• Obiettivo: Conta quante righe dei dati qui sotto contengono la parola "blue", tenendo conto di maiuscole e minuscole. Rispondi solo con il numero.

• Dati forniti:
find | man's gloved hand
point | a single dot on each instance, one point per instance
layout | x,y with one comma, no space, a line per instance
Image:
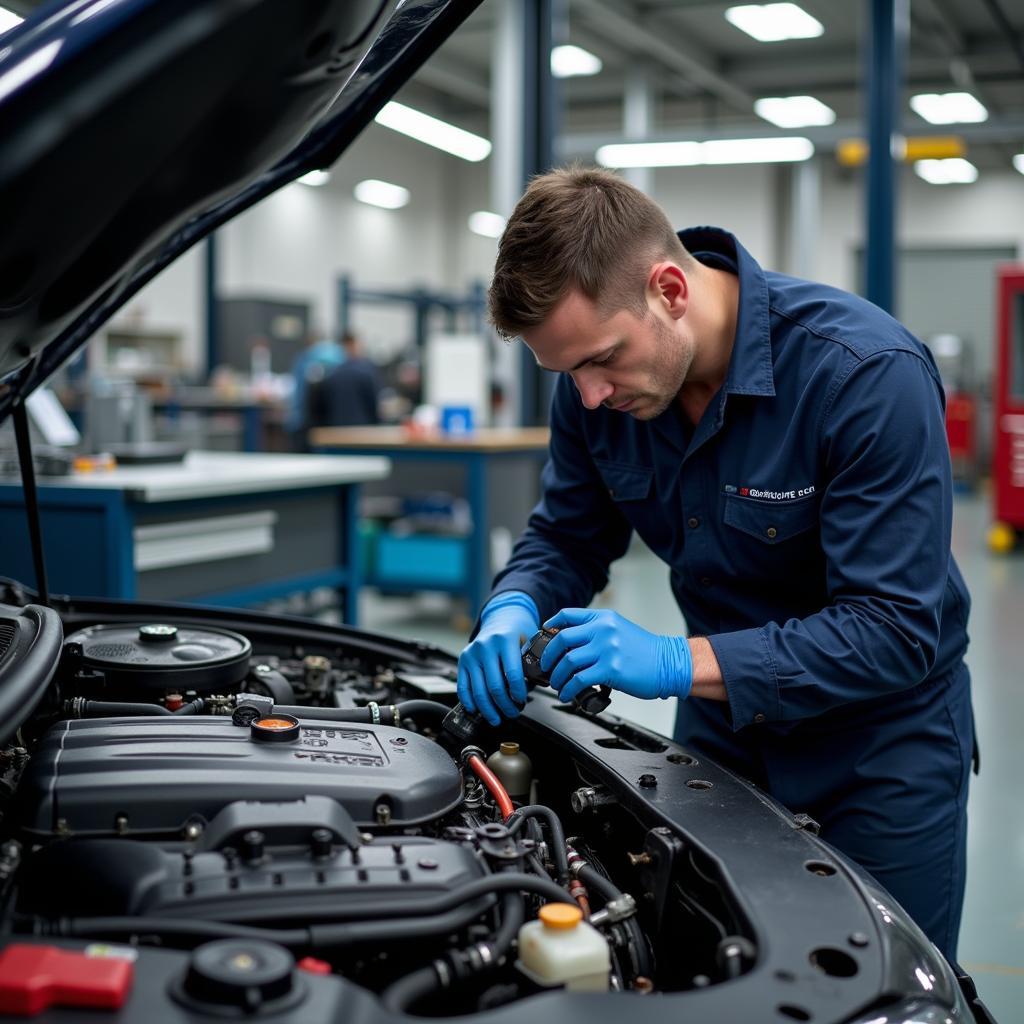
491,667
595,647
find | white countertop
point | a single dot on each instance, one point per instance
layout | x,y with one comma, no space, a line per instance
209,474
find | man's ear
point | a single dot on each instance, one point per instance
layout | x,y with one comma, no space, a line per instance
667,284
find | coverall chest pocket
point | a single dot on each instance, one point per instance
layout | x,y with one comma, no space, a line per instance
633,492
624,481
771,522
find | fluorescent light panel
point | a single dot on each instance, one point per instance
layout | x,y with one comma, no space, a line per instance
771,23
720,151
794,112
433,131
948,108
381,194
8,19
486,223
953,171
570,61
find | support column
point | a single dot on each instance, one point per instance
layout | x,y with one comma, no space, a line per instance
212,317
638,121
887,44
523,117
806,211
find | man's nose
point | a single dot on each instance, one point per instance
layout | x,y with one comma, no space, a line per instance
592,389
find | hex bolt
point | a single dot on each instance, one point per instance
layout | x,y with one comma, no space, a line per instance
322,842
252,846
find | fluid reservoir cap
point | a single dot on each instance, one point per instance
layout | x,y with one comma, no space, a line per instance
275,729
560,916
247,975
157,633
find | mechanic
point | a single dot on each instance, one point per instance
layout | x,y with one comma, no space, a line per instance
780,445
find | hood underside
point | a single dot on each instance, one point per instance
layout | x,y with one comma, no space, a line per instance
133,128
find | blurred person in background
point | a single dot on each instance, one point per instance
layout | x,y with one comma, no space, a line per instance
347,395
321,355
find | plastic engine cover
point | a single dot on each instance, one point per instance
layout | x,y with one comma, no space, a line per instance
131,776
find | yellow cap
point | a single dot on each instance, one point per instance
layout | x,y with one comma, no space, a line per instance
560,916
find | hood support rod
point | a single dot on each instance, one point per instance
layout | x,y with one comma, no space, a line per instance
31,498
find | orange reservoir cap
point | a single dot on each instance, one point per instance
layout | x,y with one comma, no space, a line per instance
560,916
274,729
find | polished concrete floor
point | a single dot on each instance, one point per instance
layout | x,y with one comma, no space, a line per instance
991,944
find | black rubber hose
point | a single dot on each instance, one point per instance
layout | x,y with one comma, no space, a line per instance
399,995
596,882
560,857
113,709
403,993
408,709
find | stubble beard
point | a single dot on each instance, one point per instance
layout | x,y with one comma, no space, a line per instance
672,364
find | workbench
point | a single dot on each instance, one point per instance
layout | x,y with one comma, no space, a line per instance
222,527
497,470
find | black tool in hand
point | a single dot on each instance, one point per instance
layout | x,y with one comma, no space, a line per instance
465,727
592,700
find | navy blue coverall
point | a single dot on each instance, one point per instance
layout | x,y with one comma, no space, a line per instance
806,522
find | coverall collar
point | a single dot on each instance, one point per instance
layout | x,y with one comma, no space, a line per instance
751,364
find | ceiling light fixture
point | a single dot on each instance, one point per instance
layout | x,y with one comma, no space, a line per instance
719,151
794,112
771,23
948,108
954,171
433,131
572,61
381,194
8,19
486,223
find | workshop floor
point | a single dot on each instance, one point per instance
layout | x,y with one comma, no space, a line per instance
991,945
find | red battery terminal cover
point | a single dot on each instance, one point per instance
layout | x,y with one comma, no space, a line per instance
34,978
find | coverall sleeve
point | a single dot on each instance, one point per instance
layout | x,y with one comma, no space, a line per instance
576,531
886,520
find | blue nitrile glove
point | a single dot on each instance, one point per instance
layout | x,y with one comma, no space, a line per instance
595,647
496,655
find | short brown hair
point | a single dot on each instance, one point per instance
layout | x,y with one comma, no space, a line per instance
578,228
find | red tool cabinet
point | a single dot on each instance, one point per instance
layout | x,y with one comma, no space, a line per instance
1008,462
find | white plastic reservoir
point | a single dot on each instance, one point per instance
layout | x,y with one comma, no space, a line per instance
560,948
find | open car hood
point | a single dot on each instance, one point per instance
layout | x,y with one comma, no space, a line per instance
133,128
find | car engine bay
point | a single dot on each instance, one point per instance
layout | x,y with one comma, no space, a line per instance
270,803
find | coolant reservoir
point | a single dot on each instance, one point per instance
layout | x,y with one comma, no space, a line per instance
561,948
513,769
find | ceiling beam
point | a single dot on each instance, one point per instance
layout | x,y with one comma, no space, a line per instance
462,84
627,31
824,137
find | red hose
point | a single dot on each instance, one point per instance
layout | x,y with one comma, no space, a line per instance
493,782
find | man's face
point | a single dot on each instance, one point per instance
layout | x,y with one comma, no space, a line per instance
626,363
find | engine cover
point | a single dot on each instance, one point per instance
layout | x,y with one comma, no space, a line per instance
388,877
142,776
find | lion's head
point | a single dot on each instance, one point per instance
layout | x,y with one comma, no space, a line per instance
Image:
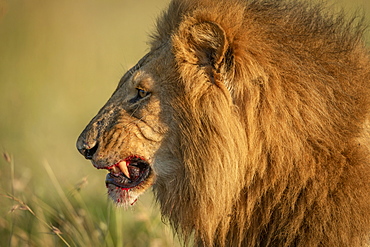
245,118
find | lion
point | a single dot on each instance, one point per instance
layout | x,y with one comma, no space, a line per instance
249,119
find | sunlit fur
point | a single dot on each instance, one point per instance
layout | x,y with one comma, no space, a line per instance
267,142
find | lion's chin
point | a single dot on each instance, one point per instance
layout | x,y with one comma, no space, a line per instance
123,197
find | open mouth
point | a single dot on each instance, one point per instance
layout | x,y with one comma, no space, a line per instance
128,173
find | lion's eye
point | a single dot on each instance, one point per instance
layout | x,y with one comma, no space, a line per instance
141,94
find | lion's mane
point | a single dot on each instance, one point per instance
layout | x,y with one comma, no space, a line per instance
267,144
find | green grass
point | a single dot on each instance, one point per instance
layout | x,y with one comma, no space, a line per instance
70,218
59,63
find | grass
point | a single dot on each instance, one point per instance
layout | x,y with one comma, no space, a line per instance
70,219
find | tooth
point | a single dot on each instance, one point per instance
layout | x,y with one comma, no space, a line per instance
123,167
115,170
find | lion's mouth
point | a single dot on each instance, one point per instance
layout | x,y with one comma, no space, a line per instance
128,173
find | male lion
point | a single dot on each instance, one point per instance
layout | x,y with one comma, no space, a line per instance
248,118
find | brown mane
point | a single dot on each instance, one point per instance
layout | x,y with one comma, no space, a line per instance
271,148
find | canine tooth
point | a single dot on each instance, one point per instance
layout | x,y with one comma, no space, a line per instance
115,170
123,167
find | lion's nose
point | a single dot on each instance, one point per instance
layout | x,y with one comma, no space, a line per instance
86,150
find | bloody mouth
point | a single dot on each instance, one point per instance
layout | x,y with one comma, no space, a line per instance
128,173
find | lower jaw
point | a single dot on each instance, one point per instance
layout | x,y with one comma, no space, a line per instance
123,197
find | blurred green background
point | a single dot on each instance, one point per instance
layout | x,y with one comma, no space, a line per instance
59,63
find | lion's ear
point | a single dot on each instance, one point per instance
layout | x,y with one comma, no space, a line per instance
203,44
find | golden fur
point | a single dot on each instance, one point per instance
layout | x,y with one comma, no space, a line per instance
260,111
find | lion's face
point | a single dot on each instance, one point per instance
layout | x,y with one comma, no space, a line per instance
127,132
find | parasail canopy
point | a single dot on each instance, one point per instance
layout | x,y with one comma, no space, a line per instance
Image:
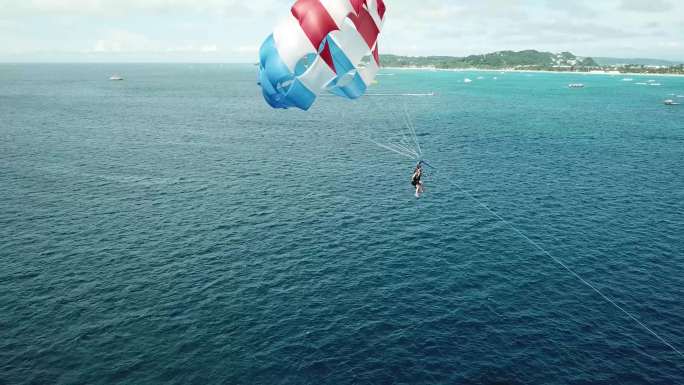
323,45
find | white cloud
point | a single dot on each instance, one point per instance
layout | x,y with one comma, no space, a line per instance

--

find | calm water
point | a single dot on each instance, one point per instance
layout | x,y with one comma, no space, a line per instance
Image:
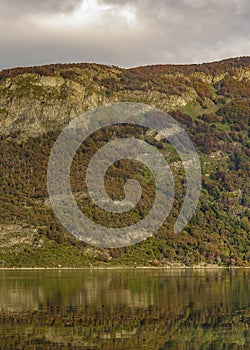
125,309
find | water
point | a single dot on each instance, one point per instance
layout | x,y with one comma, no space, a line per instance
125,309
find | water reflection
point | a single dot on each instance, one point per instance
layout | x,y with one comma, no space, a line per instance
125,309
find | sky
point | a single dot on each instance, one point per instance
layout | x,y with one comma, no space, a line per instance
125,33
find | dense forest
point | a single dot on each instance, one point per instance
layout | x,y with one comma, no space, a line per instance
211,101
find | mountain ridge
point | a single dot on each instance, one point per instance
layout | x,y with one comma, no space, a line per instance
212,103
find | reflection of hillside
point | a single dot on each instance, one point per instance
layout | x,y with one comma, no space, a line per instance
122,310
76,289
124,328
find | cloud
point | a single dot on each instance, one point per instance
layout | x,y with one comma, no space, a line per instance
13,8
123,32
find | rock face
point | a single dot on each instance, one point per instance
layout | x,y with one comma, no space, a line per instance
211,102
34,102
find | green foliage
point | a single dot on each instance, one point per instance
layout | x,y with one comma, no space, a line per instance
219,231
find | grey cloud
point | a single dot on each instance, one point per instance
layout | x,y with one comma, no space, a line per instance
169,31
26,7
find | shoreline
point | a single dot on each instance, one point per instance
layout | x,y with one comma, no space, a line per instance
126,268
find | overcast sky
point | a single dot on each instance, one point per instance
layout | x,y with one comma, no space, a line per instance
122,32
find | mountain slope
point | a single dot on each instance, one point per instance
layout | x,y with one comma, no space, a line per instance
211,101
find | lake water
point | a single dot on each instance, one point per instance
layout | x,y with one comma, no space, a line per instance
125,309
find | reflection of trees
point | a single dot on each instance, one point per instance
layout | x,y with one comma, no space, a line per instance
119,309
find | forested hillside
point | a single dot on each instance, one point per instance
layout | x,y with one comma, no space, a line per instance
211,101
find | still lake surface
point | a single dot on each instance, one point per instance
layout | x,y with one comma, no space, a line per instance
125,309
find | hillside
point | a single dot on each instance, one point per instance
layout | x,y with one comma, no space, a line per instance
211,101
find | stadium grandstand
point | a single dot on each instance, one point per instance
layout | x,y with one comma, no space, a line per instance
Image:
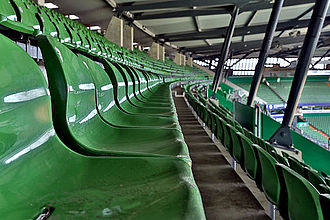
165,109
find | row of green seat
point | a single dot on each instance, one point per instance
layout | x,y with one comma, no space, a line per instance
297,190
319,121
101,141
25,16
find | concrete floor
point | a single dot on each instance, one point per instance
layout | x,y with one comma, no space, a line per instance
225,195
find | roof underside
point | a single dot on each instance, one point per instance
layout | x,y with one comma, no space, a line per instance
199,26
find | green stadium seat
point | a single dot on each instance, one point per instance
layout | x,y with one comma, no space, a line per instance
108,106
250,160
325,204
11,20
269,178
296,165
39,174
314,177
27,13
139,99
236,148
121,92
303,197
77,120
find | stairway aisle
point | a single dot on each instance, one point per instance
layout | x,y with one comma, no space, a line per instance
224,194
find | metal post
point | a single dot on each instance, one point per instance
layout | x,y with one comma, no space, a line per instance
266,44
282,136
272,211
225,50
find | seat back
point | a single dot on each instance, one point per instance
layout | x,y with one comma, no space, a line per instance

• Soluzione del problema: 2